* Textabschnitt *

Wieder mussten wir uns am nächsten Tag schweren Herzens von einem Ort trennen, der unser Innerstes berührt hat, der uns nicht gehen liess, ohne uns das Versprechen abzuringen, eines Tages zurück zu kehren, sofern es denn der Götter Wille sei. Aber immerhin befanden wir uns auf einer Art Mission, die uns zu diesem Zeitpunkt bereits ein ganzen Stück weit vom Douro weggeführt hatte, an den langen Arm des Rio Tâmega, dessen Lauf wir folgen wollten bis nach Amarante – schliesslich gibt es hier ein weiteres Geheimnis aufzuklären, nämlich jenes der zwei Teufel, denen wir bereits in Castelo Rodrigo begegnet waren.

* Aufgabenliste *
1. Bis zu welchem Ort wollten die Reisenden im Reisebericht dem Lauf des Rio Tâmega folgen?
2. Prüfen Sie, ob die folgenden Aussagen mit dem Reisebericht übereinstimmen, und belegen Sie jede Entscheidung mit dem maßgeblichen Wortlaut:
(a) Die Reisenden trennten sich am nächsten Tag leichten Herzens von dem Ort.
(b) Den zwei Teufeln waren die Reisenden bereits in Castelo Rodrigo begegnet.
(c) Die Mission hatte die Reisenden zu diesem Zeitpunkt noch nicht vom Douro weggeführt.
3. Setzen Sie den Reisebericht im Anschluss an seinen letzten Satz fort.

* Daten *
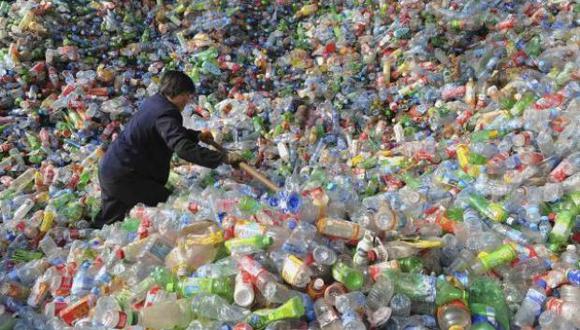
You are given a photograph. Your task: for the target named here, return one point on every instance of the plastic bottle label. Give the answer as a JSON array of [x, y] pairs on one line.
[[538, 298], [160, 250], [291, 269], [574, 277]]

* Erwartete Antworten *
1. Bis nach Amarante.

2.
(a) Nein: „schweren Herzens“
(b) Ja: „denen wir bereits in Castelo Rodrigo begegnet waren“
(c) Nein: „vom Douro weggeführt hatte“

3.
Über Amarante gäbe es viel zu berichten – seinen Stadtheiligen Gonçalo zum Beispiel, der so vielen glücklosen Paaren zu fruchtbaren Erfolgen verholfen haben soll – doch wir überlassen das nüchterne Belichten von Fakten den Reiseführern, Geschichtsbüchern und Lexika. Auch ohne Hintergrundwissen atmet diese Stadt Geschichte; stumme Zeitzeugen aus Stein oder Holz, die dennoch erzählen – lebhafter womöglich als es alles Fleisch und Blut dieser Welt jemals zu tun vermag. Einem dieser Poeten, der es dennoch gewagt hat, an diesem überwältigenden Ort Feder und Papier zu benutzen, begegneten wir auch noch: Teixeira de Pascoaes, dessen Geburtshaus wir in der Altstadt antrafen.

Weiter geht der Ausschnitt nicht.